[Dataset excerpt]
-- begin --

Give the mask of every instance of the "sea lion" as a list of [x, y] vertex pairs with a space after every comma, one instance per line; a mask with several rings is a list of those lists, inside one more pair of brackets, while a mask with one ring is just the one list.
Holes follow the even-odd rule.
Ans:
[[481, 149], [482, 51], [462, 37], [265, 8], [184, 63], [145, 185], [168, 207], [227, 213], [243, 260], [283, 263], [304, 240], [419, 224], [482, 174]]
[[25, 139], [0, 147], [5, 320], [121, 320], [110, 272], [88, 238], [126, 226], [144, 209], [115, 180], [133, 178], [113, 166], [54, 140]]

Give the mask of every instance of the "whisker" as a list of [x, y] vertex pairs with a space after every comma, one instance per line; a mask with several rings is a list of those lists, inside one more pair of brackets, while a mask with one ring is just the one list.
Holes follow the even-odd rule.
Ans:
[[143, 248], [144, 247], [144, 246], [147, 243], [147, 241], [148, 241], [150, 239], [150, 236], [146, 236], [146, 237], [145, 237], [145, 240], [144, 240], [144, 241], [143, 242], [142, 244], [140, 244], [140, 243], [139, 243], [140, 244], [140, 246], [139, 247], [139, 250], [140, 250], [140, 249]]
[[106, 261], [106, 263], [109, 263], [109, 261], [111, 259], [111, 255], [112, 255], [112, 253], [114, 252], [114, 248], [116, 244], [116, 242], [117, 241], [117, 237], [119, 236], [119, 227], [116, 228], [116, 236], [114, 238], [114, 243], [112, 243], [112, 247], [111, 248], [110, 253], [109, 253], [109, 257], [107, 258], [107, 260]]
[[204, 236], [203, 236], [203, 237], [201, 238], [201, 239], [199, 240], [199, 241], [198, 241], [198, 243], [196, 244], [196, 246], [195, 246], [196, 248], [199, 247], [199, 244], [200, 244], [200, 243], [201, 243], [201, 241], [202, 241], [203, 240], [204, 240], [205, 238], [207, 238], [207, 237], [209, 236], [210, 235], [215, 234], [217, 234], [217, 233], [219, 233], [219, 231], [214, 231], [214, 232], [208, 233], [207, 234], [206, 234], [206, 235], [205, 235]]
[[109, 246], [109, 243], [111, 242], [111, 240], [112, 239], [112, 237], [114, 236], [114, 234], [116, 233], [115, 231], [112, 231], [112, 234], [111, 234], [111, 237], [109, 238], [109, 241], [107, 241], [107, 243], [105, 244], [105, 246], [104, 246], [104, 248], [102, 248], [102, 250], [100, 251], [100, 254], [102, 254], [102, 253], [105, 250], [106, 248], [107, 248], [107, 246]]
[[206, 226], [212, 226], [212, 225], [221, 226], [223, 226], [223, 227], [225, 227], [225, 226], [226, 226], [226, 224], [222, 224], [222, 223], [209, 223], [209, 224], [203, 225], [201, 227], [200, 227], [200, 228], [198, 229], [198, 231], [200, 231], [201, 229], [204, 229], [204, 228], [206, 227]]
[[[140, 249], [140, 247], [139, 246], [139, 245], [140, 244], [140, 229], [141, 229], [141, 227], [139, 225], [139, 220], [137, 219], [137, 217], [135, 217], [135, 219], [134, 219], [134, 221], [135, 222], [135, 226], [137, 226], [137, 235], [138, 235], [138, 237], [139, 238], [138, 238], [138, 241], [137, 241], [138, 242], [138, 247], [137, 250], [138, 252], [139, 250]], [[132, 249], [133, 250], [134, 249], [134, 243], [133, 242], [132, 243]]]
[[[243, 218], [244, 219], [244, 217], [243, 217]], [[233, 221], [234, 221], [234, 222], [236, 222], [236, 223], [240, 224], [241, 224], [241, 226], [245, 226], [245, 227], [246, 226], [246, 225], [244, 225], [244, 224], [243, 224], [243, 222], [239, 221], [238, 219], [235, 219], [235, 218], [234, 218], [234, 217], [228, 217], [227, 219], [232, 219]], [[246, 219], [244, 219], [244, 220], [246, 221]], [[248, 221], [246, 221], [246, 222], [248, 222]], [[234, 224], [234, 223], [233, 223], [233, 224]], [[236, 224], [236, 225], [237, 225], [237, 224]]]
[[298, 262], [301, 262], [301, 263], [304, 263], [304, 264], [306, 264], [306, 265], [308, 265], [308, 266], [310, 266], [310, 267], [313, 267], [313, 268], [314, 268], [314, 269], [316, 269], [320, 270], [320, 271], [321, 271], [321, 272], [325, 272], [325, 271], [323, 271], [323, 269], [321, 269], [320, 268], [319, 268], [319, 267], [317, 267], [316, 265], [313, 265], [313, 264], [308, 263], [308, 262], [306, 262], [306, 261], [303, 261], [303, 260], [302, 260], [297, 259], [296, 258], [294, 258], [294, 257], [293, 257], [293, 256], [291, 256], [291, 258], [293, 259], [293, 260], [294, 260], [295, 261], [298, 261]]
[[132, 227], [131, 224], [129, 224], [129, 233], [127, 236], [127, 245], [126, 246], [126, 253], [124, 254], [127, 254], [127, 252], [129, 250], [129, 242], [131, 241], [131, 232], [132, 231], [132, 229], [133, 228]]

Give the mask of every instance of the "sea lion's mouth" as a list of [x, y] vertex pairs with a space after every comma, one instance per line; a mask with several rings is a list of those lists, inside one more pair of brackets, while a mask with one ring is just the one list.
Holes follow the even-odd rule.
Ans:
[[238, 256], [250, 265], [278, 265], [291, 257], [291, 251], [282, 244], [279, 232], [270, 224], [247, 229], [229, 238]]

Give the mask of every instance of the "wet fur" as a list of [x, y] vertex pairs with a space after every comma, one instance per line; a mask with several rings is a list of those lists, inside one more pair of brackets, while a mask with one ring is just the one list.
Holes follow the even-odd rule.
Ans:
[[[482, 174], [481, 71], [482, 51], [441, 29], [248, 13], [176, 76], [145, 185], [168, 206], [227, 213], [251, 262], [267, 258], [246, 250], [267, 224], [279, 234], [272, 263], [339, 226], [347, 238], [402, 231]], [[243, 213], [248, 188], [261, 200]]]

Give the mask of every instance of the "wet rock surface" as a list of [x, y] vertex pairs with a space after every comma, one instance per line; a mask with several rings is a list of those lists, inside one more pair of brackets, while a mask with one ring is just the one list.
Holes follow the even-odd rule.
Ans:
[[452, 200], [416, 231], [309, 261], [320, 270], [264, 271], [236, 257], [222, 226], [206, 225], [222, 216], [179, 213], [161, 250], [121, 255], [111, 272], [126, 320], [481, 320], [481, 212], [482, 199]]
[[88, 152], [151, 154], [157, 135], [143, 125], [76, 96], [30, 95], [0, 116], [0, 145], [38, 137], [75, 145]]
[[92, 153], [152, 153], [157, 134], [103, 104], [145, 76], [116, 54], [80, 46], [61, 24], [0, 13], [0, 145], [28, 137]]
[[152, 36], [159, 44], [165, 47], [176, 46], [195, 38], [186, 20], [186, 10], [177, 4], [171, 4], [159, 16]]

-- end --

**Short exercise**
Reproduce the material word for word, from its very beginning up to and including the line that contains "166], [54, 140]]".

**Written reply**
Give the mask of every instance of the "sea lion" as a list of [x, y] vertex pairs with a space after every comma, one instance per line; a mask with several rings is a list of those lists, inside one more pair of brackets, while a mask with one ring is just the one list.
Holes follow the even-odd rule.
Ans:
[[481, 149], [482, 51], [462, 37], [265, 8], [184, 63], [145, 185], [168, 207], [227, 213], [243, 260], [283, 263], [304, 240], [419, 224], [482, 174]]
[[25, 139], [0, 147], [5, 320], [121, 320], [110, 272], [88, 238], [126, 226], [144, 209], [115, 180], [133, 178], [113, 166], [54, 140]]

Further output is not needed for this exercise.